YOUR GOAL
Restate word for word only the lines from the one with "Find the utility" through the end of the records; no pictures belong in the copy.

(Natural language region descriptions)
* * * * * * *
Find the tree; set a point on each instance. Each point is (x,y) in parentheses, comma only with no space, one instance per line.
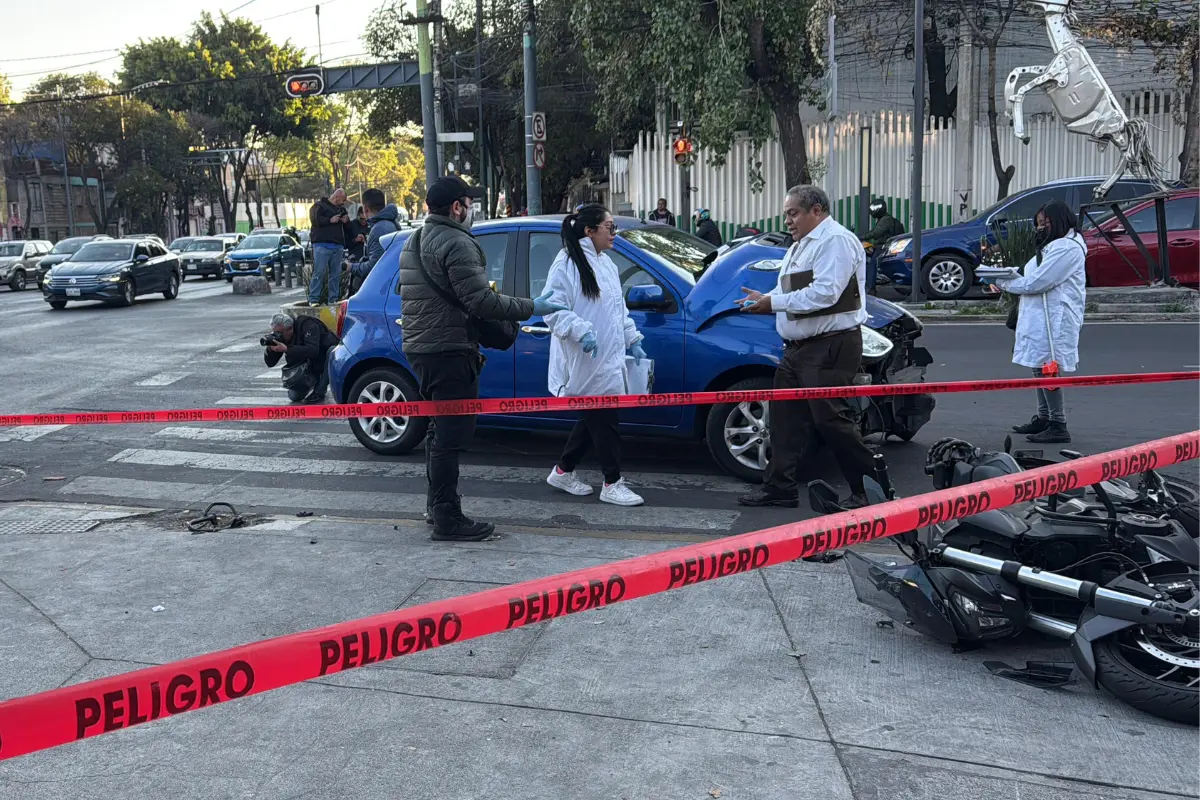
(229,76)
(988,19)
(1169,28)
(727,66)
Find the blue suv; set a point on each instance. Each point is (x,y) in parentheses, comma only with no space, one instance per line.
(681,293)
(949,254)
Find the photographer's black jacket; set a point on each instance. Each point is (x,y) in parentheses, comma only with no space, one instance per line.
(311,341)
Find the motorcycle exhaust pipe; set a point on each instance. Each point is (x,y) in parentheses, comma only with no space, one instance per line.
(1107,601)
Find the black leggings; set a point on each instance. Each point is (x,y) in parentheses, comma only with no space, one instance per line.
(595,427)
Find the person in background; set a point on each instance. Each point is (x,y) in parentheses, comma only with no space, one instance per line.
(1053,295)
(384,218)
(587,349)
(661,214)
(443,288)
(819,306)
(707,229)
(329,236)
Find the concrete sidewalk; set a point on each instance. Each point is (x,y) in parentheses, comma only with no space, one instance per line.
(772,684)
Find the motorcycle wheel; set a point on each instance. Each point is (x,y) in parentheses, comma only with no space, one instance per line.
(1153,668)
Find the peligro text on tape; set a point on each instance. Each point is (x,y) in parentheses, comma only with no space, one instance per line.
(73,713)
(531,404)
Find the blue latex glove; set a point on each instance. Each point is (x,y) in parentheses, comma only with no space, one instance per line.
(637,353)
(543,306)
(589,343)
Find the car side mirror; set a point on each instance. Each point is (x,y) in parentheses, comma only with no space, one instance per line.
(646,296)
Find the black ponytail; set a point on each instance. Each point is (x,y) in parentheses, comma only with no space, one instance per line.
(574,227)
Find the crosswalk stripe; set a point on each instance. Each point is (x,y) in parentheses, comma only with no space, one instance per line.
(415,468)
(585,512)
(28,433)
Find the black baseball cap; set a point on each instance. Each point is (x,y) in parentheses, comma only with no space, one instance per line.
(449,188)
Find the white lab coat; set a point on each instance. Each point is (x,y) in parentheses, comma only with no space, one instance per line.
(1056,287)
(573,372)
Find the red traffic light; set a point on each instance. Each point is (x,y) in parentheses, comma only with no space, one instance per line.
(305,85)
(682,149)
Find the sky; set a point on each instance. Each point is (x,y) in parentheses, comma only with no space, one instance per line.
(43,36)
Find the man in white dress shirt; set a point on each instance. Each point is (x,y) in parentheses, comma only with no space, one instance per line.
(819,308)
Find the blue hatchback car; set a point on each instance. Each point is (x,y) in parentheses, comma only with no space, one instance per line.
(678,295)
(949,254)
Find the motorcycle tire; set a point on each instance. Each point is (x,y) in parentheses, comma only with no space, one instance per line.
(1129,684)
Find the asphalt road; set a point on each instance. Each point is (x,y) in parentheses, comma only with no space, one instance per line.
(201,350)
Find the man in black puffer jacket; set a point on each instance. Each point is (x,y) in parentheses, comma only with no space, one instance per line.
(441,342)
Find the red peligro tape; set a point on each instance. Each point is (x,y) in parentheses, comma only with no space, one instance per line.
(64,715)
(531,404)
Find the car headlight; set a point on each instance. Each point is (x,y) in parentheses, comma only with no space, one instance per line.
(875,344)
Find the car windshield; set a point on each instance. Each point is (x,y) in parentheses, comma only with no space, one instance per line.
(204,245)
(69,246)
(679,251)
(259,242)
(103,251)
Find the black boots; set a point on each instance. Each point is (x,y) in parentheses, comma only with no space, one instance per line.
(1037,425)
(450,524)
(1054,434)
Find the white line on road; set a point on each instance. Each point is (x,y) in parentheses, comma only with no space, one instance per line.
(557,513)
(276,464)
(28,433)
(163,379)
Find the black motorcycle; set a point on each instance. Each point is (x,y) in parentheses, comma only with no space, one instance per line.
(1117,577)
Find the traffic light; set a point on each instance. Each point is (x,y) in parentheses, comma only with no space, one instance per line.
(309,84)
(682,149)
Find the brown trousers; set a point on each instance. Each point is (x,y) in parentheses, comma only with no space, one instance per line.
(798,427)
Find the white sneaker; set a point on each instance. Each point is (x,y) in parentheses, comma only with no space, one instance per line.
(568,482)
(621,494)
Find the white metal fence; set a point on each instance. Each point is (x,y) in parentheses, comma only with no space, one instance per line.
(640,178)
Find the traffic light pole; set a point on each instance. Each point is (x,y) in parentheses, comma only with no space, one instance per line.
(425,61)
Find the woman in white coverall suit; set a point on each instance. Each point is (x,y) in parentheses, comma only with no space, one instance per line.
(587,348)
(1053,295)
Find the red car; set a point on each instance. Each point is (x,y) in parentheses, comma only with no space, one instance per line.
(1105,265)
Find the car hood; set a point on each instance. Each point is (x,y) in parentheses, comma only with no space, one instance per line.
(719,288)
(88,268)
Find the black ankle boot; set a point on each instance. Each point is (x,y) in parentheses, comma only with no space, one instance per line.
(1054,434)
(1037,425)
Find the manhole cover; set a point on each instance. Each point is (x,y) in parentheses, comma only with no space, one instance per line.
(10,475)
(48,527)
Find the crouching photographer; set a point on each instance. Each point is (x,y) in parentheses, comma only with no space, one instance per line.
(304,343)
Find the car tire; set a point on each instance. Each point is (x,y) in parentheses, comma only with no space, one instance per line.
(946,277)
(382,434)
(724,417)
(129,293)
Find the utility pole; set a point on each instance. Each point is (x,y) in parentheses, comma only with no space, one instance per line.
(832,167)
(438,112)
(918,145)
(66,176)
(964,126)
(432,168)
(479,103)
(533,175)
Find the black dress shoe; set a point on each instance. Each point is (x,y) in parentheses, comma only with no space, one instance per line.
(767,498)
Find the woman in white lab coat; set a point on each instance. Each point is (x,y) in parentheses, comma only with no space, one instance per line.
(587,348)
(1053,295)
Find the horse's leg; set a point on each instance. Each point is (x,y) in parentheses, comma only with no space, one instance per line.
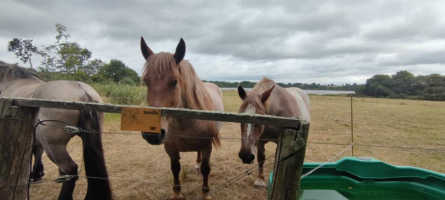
* * * * * * *
REPLY
Find the utility pole; set a point on each instance. Each point is (x,y) in parentheses, comma only with no space, one instance per line.
(832,167)
(438,112)
(918,145)
(66,176)
(964,126)
(432,168)
(479,103)
(533,175)
Find the black dress shoe; set a point on each instance. Each point is (x,y) in parentheses, comma only with no space, one instance per line.
(767,498)
Find the woman in white lab coat; set a point on each instance. Each point is (x,y) in parentheses, comma only with no space, one instance per line.
(587,348)
(1053,295)
Find the horse's leg; set a point on each instance. Each point is (x,y) in parentheses, comma only with no space, one instance per line.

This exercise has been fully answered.